Dataset rows
+ + +
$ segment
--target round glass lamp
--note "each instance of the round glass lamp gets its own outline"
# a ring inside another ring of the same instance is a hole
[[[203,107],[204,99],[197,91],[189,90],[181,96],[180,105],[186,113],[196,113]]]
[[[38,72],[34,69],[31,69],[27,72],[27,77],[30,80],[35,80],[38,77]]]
+ + +
Every record should be repeated exactly; please leave none out.

> [TASK ANSWER]
$ segment
--target round glass lamp
--note "each instance of the round glass lamp gets its own outline"
# a ring inside another ring of the same instance is a hole
[[[203,107],[204,99],[197,91],[189,90],[181,96],[180,105],[186,113],[196,113]]]
[[[38,72],[34,69],[31,69],[27,72],[27,77],[30,80],[35,80],[38,77]]]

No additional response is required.